● What this task involves:
Your output must be the line containing "Find the car emblem" followed by every later line in the entries below, all copied exactly.

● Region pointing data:
· · · ·

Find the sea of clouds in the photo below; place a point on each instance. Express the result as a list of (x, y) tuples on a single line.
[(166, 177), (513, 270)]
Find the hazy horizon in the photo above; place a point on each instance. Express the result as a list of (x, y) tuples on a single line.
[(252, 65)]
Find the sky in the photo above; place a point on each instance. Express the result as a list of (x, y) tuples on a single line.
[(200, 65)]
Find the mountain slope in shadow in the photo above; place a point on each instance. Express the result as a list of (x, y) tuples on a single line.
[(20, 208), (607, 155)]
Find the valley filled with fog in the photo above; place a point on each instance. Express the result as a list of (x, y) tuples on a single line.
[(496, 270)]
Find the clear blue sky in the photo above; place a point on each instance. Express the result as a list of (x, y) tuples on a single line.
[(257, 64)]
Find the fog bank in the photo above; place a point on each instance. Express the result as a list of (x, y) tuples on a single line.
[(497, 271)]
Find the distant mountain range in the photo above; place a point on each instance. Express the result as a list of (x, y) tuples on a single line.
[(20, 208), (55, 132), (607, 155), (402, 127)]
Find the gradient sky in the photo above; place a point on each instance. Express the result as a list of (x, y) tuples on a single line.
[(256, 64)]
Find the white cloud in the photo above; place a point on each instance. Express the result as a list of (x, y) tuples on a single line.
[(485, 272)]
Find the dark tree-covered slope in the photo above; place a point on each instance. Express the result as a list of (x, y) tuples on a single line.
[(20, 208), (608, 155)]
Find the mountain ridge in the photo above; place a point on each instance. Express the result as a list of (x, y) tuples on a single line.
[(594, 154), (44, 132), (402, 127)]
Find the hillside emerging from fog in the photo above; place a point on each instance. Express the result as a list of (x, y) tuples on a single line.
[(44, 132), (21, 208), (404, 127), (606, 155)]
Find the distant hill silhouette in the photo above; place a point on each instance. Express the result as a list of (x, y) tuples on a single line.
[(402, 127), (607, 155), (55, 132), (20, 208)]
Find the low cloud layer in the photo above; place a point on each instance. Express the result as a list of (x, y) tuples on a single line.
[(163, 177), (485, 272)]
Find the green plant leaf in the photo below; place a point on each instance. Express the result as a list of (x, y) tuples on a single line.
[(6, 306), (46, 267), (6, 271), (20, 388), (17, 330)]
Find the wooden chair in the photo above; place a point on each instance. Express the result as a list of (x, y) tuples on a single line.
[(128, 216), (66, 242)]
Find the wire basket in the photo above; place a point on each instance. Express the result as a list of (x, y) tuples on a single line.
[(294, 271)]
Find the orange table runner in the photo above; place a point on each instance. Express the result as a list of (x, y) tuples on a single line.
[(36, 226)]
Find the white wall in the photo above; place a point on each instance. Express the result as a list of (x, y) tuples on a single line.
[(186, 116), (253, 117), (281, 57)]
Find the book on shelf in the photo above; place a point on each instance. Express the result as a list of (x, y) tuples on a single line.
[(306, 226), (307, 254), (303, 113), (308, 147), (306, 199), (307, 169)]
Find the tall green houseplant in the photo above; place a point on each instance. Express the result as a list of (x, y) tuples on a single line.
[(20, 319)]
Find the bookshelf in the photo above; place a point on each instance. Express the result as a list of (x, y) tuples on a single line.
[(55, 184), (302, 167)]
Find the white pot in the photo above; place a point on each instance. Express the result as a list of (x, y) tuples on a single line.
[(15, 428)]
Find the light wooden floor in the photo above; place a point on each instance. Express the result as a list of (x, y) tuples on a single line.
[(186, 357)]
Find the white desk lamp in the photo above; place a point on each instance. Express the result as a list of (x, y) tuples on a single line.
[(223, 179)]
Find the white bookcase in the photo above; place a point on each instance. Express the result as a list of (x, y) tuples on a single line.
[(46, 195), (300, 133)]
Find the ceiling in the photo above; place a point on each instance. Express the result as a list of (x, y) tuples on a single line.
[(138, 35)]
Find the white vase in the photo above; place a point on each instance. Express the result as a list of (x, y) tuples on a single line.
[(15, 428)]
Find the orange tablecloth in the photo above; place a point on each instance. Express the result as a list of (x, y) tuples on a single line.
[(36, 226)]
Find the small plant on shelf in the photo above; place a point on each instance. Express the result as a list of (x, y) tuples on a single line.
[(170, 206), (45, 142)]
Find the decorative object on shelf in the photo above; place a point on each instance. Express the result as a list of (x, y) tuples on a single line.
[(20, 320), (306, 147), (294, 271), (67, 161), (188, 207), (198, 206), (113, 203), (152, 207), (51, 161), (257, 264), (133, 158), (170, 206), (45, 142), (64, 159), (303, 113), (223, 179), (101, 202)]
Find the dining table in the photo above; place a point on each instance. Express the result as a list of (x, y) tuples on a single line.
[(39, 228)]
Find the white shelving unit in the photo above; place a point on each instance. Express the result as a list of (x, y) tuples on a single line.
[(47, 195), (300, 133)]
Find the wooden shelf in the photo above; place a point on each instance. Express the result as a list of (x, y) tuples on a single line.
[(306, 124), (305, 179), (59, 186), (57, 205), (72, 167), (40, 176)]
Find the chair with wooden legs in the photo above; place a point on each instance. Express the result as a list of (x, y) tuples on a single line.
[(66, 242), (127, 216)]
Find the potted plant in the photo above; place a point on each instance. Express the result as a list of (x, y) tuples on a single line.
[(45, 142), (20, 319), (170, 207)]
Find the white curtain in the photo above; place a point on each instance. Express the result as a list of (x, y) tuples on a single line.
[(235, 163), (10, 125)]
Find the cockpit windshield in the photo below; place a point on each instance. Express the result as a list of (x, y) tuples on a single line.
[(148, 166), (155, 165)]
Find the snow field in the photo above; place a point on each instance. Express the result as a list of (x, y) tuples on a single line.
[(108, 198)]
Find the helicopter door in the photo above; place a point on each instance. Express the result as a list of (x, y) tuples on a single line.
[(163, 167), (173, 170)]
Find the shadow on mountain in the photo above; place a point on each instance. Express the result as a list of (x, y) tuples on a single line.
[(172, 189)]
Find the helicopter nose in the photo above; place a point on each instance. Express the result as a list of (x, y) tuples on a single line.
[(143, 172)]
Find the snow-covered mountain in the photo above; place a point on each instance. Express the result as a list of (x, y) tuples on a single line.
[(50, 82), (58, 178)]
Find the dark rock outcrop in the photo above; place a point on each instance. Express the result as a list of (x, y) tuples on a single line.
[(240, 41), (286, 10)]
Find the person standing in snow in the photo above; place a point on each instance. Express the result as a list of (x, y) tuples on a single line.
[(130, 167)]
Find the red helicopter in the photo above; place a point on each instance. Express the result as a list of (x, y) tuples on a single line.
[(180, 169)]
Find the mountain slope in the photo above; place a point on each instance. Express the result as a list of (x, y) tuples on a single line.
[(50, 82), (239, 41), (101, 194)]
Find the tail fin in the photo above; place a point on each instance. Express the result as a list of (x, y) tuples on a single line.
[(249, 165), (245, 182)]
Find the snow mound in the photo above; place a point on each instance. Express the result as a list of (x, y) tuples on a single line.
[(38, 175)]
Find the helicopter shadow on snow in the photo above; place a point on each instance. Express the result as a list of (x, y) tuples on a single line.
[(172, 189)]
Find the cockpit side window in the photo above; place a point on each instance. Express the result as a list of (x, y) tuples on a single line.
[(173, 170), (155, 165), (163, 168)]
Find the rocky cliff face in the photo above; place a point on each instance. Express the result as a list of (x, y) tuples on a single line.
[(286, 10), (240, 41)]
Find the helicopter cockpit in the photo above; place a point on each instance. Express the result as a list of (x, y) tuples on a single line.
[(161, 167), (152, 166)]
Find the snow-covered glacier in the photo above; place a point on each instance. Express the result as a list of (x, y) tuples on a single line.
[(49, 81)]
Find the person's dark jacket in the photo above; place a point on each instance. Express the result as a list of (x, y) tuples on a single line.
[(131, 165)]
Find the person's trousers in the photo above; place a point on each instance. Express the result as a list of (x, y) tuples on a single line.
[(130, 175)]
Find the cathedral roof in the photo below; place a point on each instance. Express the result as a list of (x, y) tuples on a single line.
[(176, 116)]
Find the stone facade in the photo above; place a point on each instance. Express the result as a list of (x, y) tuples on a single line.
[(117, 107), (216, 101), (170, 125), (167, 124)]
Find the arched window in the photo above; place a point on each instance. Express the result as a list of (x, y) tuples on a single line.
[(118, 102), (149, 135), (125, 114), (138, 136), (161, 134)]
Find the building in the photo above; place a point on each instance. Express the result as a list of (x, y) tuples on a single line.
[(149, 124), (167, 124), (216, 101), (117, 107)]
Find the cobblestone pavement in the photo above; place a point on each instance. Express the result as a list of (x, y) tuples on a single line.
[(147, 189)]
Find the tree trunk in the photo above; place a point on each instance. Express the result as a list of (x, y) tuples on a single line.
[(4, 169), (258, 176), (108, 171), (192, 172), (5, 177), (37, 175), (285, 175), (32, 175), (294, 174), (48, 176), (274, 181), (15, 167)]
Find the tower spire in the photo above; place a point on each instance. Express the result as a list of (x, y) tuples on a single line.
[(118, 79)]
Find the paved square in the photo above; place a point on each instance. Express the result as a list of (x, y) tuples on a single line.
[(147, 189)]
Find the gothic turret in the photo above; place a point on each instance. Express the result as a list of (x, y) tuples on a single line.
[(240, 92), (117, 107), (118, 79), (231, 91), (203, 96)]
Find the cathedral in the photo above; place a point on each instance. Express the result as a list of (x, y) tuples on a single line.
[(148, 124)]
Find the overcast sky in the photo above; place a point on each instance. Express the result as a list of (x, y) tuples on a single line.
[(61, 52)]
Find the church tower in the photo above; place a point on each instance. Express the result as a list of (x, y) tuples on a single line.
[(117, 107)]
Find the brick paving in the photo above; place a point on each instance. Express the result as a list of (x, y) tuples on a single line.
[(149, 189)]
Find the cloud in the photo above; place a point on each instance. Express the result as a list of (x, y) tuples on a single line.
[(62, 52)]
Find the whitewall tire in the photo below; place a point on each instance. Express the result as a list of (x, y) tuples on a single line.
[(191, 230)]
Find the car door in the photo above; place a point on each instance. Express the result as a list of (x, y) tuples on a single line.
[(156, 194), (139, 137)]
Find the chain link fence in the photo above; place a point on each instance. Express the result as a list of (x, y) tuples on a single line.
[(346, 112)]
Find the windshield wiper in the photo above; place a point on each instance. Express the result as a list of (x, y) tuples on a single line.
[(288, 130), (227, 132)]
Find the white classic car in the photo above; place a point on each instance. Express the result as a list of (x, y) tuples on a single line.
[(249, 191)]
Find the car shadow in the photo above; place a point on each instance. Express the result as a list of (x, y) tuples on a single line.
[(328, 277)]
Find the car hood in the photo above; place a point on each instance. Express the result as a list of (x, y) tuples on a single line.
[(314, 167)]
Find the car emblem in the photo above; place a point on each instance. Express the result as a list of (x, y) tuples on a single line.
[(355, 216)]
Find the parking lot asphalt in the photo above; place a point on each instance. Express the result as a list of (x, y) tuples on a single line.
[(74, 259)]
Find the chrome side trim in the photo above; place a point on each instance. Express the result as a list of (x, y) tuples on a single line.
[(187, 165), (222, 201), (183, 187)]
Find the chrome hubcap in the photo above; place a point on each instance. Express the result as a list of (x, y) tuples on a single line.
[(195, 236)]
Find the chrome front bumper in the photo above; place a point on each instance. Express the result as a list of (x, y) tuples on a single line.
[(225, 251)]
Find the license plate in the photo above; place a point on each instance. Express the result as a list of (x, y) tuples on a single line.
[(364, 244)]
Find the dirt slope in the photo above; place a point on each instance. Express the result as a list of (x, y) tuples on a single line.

· · · ·

● Completed task:
Find the car emblem in the photo above; place a point on each instance. Express the result as a list of (x, y) tuples on a single line.
[(355, 216)]
Find the parking lot asphalt in the photo above; place a point on each instance. Express the result as a list of (x, y) tuples on a single line.
[(74, 259)]
Find the chrome side trim in the photo above; place a point on each instance. Express the result as a list of (x, y) tuples on a single line.
[(187, 165), (222, 201), (183, 187)]
Find the chrome hubcap in the photo above; place a point on each instance. Express the result as a list of (x, y) tuples on a single line.
[(195, 236)]
Find the chrome front bumper in the photo above; place a point on each instance. Express the result as a list of (x, y) tuples on a single line.
[(225, 251)]
Find the license plate in the photo above; place a point on each instance. Express the result as a list of (x, y) tuples on a single line.
[(364, 244)]
Find the dirt slope in the photo above; place a point on each instance. Express the result as a list of (x, y) tuples on a single line.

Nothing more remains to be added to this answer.